* [What you need to do] Using the listing below, copy exactly the lines from the one containing "task: segment the ground surface" to the one containing "target: red terminal cover", both lines included, and no others.

* [Entries provided]
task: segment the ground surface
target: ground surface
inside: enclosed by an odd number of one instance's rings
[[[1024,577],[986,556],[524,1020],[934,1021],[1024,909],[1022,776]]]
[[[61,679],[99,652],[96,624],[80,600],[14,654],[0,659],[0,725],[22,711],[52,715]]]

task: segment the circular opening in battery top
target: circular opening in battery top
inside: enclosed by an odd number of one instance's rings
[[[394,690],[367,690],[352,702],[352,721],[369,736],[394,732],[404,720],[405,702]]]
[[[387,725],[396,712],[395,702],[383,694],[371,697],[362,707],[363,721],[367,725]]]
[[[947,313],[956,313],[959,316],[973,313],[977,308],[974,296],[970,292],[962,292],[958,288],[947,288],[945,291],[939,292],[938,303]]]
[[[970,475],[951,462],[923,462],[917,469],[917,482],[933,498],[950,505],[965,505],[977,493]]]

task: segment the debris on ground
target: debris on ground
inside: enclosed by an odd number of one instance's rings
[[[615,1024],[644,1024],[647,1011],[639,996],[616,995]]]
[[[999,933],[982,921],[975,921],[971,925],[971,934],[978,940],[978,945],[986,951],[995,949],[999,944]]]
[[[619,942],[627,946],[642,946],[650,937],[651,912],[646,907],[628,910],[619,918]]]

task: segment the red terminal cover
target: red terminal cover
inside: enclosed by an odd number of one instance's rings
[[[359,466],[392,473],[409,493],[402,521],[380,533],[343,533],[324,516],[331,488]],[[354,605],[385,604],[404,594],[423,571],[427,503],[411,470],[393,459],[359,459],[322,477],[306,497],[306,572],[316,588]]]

* * *

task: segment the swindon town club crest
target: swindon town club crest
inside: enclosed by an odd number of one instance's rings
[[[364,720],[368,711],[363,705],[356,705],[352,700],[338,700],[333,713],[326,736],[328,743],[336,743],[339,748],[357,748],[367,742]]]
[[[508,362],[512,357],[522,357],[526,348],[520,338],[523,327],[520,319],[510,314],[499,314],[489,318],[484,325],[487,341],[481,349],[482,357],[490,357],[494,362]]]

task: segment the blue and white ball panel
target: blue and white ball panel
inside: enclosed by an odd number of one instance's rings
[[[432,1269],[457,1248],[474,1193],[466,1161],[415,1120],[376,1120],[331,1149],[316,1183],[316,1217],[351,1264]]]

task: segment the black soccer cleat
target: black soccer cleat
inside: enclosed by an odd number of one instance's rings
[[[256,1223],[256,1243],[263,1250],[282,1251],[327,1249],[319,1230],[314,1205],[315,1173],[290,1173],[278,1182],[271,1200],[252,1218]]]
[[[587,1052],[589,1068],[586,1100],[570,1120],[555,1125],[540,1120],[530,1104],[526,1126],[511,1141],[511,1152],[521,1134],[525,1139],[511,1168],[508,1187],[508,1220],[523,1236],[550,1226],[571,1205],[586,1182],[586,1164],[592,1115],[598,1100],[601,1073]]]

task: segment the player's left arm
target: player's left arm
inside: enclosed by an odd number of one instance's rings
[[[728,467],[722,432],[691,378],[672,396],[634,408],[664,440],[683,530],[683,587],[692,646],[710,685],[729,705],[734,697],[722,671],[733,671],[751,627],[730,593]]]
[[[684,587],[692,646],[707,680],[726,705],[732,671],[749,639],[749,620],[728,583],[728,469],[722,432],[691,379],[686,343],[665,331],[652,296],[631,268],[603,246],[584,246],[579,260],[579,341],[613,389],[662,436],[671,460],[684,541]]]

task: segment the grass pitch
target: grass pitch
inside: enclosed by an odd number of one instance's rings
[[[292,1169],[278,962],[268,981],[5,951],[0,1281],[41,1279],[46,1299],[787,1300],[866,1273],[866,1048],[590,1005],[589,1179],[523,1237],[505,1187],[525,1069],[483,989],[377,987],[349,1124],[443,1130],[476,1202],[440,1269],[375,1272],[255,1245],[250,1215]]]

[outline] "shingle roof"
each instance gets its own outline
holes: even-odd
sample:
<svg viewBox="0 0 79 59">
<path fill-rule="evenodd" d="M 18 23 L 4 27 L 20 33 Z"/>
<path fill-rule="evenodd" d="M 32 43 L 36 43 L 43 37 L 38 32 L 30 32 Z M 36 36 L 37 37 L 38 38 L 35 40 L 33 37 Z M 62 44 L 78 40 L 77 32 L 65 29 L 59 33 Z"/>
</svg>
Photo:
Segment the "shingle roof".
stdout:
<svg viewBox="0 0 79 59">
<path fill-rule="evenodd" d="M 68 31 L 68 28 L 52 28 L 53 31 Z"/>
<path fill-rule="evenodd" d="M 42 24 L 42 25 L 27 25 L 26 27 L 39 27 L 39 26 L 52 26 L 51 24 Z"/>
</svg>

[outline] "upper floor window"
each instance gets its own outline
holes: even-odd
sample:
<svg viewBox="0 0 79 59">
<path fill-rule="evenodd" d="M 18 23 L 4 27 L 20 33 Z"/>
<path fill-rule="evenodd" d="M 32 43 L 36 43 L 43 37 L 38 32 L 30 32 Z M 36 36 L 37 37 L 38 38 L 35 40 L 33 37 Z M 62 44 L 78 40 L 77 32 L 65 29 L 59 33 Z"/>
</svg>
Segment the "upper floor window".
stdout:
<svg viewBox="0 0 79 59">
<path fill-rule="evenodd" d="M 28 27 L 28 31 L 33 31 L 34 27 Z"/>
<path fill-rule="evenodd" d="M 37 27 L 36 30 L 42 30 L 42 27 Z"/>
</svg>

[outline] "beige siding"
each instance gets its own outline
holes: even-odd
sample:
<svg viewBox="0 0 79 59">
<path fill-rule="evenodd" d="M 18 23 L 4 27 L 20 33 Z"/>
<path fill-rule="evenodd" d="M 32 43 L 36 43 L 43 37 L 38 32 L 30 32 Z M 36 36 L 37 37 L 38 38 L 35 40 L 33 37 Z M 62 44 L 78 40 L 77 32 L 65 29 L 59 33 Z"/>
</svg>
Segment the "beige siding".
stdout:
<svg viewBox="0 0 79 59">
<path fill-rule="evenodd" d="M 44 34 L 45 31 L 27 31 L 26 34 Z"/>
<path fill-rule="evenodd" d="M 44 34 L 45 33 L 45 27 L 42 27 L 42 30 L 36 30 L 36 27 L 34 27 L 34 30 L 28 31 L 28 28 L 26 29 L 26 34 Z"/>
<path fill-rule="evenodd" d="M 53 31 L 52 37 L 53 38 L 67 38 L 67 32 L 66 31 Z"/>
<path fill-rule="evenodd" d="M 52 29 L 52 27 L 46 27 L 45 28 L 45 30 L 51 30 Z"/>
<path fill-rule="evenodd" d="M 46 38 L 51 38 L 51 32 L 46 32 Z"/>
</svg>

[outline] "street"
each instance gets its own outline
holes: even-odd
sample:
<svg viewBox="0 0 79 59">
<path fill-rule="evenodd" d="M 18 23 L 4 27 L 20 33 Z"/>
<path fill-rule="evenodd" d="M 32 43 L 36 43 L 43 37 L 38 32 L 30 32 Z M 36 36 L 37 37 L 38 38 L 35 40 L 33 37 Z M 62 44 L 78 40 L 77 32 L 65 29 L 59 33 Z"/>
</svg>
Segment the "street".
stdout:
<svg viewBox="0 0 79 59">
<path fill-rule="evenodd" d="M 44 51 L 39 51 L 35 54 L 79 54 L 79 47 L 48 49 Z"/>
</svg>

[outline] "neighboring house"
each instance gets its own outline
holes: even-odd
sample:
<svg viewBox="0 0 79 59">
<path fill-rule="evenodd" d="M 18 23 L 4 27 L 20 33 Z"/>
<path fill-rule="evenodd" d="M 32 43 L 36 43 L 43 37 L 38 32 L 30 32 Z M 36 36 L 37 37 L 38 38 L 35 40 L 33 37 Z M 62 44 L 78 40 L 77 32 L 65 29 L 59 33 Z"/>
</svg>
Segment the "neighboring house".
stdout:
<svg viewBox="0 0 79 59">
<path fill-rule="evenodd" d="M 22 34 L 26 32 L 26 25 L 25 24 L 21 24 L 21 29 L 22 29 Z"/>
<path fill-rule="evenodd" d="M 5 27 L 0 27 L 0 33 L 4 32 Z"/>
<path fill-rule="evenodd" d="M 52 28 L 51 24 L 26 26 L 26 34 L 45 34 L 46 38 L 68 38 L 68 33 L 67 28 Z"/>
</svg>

* [Task solution]
task: segment the ground surface
target: ground surface
inside: enclosed by an odd number of one instance's rings
[[[1024,577],[986,556],[524,1020],[934,1021],[1024,909],[1022,776]]]
[[[61,679],[99,652],[96,624],[80,600],[14,654],[0,659],[0,725],[22,711],[52,715]]]

task: segment the circular opening in battery top
target: circular opening in battery top
inside: enclosed by an odd number of one instance's rings
[[[394,690],[367,690],[352,702],[352,721],[369,736],[394,732],[404,720],[405,702]]]
[[[387,725],[396,712],[395,702],[383,694],[371,697],[362,707],[363,721],[367,725]]]
[[[947,313],[956,313],[959,316],[973,313],[977,308],[974,296],[970,292],[962,292],[958,288],[947,288],[945,291],[939,292],[938,303]]]
[[[970,475],[951,462],[923,462],[917,469],[917,482],[933,498],[950,505],[965,505],[977,493]]]

task: segment the debris on ground
target: debris on ground
inside: enclosed by an odd number of one instance's rings
[[[615,1024],[644,1024],[647,1011],[639,996],[616,995]]]
[[[999,933],[982,921],[975,921],[971,925],[971,934],[978,940],[978,945],[986,951],[995,949],[999,944]]]
[[[619,942],[627,946],[642,946],[650,937],[651,912],[646,907],[628,910],[619,918]]]

task: segment the red terminal cover
target: red terminal cover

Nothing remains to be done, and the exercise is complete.